ADHDの僕らが「何を話せばいいか分からない」を卒業する。
【伝える技術⑤】
エレベーターの中での、気まずい沈黙。 会議が始まる前の、あの何を話せばいいか分からない数分間。 パーティーで、初対面の人と、当たり障りのない会話を続けなければならないあの時間。
多くの人が、ごく自然にこなしているように見える「雑談」が、僕らにとっては、時に、非常に高度なミッションのように感じられる。 頭の中は、フル回転しているのに、口から出てくる言葉はぎこちない。そして、心の中で、つぶやくのです。 「なんてつまらない人間なんだろう」と。
はじめまして、「凸凹ADHD」のデコです。 今日は、ADHDの僕らが、この「雑談」という名のコミュニケーションの壁をどうすれば乗り越えられるのか。 そして、その「苦手意識」を持ってしまう原因についてお話しします。
なぜ、僕らの脳は「世間話」に、エネルギーを供給できないのかというとそれは、一番には、僕らの脳が常に「面白いこと」を探していることが原因になっています。
ADHDの脳を動かす、最も強力なガソリンは、「ドーパミン」です。 そして、そのドーパミンは、「新しい発見」や「知的な刺激」、「予測不能なワクワク」に対して、大量に放出されます。
しかし、「雑談」はどうでしょうか。 天気の話、週末の予定、当たり障りのないニュース。 それらの多くは、僕らの脳にとっては、すでに知っている、あるいは、結論が見えている、「退屈」な情報です。 そのため、僕らの脳は、その会話に、エネルギー(ドーパミン)を供給するのを拒否してしまうのです。
僕らの脳が、表面的な情報の交換よりも、もっと深く、本質的な「繋がり」や「発見」を、常に求めている、非常に「知的」で、「情熱的」な仕組みになっているという証拠とも捉えられますね。

点配置レコード:
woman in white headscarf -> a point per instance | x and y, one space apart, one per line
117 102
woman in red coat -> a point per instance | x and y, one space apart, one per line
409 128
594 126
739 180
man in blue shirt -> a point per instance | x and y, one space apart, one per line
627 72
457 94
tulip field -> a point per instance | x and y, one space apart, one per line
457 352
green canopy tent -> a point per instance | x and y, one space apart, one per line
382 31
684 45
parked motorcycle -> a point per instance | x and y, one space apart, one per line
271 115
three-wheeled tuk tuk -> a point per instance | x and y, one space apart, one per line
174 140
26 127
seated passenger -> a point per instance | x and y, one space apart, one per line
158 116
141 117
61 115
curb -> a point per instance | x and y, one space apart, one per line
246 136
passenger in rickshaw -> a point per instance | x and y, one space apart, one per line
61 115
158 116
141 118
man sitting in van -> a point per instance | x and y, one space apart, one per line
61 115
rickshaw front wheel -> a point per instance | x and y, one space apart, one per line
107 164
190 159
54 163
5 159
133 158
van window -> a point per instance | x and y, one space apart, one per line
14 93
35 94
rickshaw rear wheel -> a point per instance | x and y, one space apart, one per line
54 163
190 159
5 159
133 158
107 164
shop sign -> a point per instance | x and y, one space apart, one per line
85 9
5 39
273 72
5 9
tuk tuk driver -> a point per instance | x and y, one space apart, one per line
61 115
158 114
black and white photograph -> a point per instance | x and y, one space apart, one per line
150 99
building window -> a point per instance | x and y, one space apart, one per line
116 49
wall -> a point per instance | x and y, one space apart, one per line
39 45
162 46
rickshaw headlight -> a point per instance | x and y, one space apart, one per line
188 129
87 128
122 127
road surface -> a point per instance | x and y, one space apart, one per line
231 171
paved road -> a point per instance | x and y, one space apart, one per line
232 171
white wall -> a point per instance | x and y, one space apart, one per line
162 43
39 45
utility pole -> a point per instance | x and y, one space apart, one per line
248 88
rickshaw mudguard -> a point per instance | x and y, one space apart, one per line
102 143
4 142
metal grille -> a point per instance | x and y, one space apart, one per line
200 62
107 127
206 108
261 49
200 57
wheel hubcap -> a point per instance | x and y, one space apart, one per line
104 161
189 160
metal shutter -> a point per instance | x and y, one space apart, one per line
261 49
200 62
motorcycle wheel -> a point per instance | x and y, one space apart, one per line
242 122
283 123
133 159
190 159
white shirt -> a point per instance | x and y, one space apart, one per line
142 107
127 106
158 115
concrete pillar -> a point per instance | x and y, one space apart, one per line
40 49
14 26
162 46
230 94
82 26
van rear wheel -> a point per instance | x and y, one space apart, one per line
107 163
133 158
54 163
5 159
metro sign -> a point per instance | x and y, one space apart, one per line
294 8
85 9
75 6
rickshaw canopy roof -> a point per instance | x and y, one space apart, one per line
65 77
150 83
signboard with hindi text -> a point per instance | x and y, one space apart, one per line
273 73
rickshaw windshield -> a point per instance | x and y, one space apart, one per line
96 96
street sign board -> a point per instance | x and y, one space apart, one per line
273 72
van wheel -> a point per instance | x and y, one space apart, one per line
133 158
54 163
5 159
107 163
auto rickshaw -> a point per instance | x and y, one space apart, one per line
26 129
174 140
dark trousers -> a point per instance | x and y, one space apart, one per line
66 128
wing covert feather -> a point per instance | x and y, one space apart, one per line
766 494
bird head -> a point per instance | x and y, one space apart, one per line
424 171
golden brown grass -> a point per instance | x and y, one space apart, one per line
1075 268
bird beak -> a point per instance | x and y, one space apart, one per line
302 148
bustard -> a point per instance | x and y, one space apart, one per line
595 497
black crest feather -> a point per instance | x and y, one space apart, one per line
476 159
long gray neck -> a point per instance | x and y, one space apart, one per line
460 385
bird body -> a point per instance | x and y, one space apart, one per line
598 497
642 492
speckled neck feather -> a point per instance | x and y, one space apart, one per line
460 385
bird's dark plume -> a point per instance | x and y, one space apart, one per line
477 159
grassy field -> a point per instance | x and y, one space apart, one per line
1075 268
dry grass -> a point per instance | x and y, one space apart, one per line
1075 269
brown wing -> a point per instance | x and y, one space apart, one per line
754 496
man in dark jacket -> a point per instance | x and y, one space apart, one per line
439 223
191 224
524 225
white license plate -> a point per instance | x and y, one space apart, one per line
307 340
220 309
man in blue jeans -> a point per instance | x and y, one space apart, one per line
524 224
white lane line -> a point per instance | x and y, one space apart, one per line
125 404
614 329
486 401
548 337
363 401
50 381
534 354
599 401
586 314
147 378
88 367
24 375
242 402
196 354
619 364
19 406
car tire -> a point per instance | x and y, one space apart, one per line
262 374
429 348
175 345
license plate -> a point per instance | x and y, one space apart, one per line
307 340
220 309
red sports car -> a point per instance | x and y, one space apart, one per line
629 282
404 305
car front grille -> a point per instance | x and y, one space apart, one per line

取り組む課題:
**A)** 本文のうち「しかし、「雑談」はどうでしょうか。」で始まる段落を、主な内容を保ったまま短く書き直してください。
**B)** 本文の「ADHDの僕らが「何を話せばいいか分からない」を卒業する。」と「ることが原因になっています。」の間を、両端の語句も含めて一字一句変えずに返してください。

想定される回答:
**A)** 天気や週末の予定、当たり障りのないニュースといった雑談の話題の多くは、僕らの脳にとって、すでに知っているか結論が見えている「退屈」な情報です。そのため脳は、その会話にエネルギー(ドーパミン)を供給するのを拒否してしまいます。

**B)**
ADHDの僕らが「何を話せばいいか分からない」を卒業する。
【伝える技術⑤】
エレベーターの中での、気まずい沈黙。 会議が始まる前の、あの何を話せばいいか分からない数分間。 パーティーで、初対面の人と、当たり障りのない会話を続けなければならないあの時間。
多くの人が、ごく自然にこなしているように見える「雑談」が、僕らにとっては、時に、非常に高度なミッションのように感じられる。 頭の中は、フル回転しているのに、口から出てくる言葉はぎこちない。そして、心の中で、つぶやくのです。 「なんてつまらない人間なんだろう」と。
はじめまして、「凸凹ADHD」のデコです。 今日は、ADHDの僕らが、この「雑談」という名のコミュニケーションの壁をどうすれば乗り越えられるのか。 そして、その「苦手意識」を持ってしまう原因についてお話しします。
なぜ、僕らの脳は「世間話」に、エネルギーを供給できないのかというとそれは、一番には、僕らの脳が常に「面白いこと」を探していることが原因になっています。